__To do__:
Rewrite the material from the line containing "task: segment the <item>advertising" through the end, putting "promotional banner" in place of "advertising banner" and leaving everything else unchanged.

__Stored items__:
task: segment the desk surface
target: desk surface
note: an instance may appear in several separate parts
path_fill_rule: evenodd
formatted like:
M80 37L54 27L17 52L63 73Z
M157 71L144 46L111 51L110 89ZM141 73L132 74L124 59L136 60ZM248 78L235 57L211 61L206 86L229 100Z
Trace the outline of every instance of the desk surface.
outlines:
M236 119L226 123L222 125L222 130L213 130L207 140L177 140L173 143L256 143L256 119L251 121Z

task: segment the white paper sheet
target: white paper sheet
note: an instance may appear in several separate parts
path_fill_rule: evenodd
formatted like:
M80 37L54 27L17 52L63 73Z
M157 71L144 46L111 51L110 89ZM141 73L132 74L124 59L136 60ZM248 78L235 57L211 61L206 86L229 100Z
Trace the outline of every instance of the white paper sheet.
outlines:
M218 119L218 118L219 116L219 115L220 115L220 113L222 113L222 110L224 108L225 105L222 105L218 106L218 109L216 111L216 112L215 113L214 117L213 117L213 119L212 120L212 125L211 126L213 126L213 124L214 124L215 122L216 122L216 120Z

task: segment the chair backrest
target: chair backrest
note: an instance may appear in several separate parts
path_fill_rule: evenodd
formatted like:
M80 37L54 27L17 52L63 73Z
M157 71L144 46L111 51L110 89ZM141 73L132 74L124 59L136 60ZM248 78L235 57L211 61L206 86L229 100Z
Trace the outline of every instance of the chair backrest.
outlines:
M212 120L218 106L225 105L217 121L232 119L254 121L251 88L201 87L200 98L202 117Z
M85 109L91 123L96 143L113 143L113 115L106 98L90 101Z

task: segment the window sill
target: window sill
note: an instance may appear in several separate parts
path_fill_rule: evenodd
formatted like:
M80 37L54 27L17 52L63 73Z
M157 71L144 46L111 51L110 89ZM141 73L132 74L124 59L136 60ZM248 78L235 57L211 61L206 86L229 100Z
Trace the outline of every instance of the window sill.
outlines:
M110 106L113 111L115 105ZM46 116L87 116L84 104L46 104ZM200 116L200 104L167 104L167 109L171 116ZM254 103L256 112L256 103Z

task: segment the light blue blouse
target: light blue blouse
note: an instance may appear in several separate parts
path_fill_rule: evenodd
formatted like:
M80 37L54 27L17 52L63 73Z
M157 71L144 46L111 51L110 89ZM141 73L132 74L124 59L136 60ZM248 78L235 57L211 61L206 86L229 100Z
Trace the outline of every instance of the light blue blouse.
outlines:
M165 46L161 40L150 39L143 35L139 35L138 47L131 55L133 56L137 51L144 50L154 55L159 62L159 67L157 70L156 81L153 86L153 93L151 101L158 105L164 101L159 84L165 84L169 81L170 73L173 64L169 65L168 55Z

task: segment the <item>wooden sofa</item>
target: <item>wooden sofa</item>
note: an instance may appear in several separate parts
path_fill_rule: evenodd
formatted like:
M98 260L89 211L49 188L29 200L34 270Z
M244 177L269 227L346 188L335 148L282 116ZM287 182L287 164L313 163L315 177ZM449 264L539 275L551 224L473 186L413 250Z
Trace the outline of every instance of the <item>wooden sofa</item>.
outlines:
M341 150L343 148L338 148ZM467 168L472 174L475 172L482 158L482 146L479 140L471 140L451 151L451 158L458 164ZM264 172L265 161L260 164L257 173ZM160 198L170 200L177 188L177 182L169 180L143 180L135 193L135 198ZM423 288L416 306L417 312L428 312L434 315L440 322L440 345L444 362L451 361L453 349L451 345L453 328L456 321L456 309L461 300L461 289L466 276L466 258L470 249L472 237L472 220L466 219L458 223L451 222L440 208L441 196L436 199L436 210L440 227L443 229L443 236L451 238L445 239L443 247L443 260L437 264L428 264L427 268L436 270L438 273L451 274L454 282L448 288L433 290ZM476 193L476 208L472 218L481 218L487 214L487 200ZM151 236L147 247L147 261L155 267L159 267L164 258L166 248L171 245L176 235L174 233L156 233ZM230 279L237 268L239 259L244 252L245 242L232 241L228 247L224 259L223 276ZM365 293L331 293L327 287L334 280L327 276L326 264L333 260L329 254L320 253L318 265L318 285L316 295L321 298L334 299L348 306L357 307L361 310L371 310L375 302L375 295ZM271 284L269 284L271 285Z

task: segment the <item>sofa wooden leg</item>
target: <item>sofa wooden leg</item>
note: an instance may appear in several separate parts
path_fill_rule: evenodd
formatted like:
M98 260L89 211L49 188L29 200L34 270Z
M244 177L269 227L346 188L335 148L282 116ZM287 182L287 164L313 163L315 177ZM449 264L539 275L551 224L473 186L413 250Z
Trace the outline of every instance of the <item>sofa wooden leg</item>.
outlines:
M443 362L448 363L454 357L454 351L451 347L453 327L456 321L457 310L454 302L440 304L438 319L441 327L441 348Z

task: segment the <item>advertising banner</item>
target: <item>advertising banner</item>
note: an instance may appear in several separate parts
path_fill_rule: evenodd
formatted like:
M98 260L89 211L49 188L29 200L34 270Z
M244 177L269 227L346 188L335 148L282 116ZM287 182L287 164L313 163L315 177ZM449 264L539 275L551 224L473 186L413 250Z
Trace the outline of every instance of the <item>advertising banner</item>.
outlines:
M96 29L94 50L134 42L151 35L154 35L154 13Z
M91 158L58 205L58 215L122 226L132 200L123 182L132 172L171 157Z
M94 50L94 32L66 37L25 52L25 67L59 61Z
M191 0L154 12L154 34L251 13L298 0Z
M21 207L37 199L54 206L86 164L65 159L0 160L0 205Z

__Answer to this exercise__:
task: segment the <item>promotional banner</item>
target: <item>promotional banner</item>
note: an instance may appear in several separate parts
path_fill_rule: evenodd
formatted like:
M98 260L89 211L49 188L29 200L34 270Z
M244 177L269 227L346 188L335 148L282 116ZM287 182L287 164L313 163L315 177ZM449 264L539 275L551 224L473 186L413 250Z
Trace the outline of every instance of the <item>promotional banner</item>.
outlines:
M96 29L94 50L134 42L151 35L154 35L154 13Z
M91 158L58 205L58 215L122 226L132 200L123 182L132 172L171 157Z
M94 50L94 32L66 37L25 52L25 67L59 61Z
M191 0L154 12L154 34L251 13L298 0Z
M21 207L37 199L54 206L86 164L65 159L0 160L0 205Z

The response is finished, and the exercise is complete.